START INFORMATION PROVIDED

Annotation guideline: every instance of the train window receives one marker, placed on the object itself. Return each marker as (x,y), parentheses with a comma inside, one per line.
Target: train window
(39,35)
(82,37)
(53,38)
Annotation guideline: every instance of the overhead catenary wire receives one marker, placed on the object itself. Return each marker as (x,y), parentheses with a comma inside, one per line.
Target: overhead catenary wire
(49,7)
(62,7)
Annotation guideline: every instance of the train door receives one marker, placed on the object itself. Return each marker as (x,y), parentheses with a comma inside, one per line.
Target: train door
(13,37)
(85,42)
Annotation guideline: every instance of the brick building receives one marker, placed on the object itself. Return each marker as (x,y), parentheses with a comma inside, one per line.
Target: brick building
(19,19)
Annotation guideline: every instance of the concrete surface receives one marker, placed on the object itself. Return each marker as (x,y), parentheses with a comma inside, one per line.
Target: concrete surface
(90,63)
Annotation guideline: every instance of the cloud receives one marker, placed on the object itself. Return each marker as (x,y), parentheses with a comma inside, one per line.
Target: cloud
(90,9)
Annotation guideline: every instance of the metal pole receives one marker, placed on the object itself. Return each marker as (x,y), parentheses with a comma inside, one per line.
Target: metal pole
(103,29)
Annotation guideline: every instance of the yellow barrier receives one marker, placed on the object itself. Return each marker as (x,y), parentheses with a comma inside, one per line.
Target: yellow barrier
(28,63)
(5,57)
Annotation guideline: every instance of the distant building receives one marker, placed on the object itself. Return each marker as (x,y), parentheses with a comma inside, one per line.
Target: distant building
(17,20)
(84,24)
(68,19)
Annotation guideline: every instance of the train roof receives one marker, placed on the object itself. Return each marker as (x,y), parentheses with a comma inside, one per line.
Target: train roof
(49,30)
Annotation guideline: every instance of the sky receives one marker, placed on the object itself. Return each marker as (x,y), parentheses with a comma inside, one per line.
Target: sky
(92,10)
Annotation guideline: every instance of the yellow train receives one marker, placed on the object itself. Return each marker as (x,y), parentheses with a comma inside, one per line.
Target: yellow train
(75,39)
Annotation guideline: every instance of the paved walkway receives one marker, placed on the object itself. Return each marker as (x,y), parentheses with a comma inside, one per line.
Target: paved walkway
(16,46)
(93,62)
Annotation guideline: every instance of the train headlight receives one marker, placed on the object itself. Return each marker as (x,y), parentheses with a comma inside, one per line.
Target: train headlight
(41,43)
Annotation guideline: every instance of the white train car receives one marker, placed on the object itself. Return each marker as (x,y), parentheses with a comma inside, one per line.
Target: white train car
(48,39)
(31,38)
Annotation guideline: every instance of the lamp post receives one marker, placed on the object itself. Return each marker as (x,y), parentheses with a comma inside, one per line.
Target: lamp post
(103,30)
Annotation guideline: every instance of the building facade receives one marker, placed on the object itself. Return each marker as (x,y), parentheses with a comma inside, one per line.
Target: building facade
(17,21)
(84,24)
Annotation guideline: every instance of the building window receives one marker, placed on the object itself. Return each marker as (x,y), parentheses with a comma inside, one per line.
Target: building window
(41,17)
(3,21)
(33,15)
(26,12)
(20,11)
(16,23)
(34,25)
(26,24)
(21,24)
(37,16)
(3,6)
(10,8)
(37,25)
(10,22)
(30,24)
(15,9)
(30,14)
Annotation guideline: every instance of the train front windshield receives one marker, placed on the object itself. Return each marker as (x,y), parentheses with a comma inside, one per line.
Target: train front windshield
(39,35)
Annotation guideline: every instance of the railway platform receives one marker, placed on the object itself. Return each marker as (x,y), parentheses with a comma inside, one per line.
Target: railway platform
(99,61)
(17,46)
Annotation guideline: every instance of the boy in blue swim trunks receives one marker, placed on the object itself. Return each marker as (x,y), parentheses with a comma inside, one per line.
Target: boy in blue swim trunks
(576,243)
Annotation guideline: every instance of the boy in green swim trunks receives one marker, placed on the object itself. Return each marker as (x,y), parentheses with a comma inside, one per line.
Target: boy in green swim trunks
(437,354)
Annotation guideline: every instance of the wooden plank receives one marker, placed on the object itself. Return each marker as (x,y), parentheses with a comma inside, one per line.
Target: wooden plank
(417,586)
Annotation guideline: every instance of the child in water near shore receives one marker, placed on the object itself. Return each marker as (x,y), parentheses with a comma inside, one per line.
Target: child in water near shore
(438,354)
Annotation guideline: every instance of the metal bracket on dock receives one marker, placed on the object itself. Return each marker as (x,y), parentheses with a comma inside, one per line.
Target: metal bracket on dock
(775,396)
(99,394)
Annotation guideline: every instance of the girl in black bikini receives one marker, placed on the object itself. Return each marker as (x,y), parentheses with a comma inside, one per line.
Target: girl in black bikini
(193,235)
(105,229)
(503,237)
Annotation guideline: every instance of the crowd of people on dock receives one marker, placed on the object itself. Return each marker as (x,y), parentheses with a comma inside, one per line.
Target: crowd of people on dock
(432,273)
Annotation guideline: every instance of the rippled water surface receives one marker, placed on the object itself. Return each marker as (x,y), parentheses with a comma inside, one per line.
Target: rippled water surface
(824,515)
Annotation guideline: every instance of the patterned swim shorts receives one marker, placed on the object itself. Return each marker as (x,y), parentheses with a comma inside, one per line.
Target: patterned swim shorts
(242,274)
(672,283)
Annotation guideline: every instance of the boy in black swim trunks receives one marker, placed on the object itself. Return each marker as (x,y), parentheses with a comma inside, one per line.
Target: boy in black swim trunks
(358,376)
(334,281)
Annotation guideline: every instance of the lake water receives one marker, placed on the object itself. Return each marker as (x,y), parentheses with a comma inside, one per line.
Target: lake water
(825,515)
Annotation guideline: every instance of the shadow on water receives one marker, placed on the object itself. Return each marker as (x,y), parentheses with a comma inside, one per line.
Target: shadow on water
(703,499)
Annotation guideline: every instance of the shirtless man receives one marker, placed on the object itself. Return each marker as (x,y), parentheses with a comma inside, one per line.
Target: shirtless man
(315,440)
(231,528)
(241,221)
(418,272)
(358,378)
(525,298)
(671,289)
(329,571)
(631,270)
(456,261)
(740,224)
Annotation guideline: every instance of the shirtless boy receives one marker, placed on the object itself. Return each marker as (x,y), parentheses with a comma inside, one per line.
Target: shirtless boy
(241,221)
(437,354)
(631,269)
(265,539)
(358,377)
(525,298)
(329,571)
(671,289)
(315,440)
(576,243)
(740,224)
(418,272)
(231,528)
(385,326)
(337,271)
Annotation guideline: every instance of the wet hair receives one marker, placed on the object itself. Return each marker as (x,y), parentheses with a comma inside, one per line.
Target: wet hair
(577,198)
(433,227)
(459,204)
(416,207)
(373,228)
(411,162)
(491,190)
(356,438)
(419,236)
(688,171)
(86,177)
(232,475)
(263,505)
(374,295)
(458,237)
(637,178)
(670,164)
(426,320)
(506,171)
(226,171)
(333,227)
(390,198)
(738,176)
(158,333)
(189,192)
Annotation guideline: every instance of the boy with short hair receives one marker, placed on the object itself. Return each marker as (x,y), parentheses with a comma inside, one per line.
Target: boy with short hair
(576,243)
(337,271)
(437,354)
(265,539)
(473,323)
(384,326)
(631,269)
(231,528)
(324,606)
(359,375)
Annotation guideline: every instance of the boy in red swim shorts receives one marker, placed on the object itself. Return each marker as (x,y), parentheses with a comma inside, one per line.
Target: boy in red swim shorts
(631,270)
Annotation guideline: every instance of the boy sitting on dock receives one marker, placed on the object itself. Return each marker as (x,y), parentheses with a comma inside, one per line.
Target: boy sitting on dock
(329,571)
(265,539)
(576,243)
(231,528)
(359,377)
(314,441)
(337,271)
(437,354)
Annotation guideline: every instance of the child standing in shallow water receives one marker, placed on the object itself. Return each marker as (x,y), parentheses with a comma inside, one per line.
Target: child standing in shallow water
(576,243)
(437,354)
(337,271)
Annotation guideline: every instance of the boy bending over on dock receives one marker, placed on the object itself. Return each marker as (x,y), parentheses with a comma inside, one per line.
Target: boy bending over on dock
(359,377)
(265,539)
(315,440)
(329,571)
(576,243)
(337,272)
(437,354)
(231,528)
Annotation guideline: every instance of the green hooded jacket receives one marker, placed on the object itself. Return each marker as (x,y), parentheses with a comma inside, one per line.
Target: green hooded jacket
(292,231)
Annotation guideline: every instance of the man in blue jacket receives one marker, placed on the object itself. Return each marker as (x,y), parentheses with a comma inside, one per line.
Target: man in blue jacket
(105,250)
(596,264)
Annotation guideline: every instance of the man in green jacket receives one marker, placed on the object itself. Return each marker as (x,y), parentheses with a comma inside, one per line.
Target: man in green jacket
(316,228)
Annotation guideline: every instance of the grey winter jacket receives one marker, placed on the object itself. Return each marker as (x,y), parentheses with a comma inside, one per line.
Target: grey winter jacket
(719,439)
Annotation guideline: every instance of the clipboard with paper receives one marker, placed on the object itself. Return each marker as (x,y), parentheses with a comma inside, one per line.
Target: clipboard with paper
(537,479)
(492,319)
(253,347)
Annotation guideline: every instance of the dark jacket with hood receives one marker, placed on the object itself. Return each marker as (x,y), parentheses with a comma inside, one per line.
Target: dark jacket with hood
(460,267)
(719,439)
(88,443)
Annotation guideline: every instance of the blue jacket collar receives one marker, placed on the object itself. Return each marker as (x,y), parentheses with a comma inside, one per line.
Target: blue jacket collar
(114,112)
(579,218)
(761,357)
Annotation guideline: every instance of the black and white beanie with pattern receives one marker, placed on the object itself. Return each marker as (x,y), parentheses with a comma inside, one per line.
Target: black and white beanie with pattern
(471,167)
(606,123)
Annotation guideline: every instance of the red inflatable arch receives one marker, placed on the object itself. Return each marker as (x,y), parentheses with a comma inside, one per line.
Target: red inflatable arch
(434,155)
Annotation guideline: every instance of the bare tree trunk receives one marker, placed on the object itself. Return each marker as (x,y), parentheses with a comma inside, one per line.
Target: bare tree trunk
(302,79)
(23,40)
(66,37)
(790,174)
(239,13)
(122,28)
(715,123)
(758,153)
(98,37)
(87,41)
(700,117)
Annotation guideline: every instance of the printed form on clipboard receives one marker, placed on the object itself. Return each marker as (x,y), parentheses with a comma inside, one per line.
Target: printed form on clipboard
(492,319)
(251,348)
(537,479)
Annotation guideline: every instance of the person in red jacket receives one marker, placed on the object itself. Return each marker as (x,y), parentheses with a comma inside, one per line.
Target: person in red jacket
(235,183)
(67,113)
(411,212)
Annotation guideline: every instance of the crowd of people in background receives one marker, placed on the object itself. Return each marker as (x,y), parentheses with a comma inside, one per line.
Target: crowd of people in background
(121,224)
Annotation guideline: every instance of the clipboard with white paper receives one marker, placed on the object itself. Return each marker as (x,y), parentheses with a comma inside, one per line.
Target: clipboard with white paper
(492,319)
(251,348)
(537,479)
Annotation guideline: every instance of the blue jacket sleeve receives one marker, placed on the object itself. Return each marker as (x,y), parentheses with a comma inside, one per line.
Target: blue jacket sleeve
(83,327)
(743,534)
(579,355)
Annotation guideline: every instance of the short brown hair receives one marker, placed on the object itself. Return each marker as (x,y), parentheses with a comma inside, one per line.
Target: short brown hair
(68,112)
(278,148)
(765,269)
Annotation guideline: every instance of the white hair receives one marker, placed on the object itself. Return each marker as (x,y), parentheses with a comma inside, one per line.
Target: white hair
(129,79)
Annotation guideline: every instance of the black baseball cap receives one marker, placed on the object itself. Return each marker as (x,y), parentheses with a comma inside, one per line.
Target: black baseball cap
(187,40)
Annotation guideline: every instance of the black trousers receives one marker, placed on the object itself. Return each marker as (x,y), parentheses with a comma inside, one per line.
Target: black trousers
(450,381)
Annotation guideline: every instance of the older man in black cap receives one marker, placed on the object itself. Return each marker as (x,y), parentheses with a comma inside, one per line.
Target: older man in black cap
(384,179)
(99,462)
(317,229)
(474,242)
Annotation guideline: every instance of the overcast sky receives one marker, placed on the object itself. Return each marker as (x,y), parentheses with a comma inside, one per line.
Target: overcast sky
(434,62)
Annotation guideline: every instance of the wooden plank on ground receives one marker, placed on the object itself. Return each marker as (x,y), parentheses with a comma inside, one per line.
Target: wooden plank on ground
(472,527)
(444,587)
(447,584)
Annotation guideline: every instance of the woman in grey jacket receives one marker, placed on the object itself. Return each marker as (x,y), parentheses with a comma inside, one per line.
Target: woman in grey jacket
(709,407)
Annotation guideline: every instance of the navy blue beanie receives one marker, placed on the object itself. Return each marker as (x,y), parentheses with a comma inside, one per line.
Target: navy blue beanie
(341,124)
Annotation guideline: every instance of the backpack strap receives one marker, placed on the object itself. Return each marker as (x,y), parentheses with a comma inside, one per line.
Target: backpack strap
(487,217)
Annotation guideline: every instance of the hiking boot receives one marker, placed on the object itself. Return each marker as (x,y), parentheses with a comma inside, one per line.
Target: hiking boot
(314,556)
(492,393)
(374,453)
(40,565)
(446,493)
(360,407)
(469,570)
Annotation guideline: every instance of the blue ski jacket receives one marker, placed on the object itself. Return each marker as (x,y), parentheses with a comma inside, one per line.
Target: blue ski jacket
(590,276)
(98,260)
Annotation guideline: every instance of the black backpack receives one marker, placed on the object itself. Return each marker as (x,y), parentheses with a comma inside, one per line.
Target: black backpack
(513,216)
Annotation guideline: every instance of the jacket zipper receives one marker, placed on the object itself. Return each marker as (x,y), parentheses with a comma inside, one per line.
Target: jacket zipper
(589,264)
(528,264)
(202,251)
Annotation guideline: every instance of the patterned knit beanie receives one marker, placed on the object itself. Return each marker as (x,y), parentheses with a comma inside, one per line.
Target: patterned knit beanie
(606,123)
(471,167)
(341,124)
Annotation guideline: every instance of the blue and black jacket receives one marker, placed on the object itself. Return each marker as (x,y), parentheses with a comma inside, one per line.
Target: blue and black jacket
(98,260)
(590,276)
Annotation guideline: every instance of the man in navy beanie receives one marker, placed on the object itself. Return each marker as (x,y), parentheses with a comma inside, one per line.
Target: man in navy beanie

END INFORMATION PROVIDED

— YOUR TASK —
From the records above, quote only the lines running from the line with "Target: boy bending over on dock" to the line with "Annotation guideline: every instance of the green", both lines included.

— EXERCISE SOLUTION —
Target: boy bending over on dock
(359,377)
(265,539)
(315,440)
(329,571)
(576,243)
(337,272)
(437,354)
(231,528)
Annotation guideline: every instance of the green hooded jacket receives one marker, placed on the object itself. Return each marker as (x,y), parentheses with a comma inside, one per line.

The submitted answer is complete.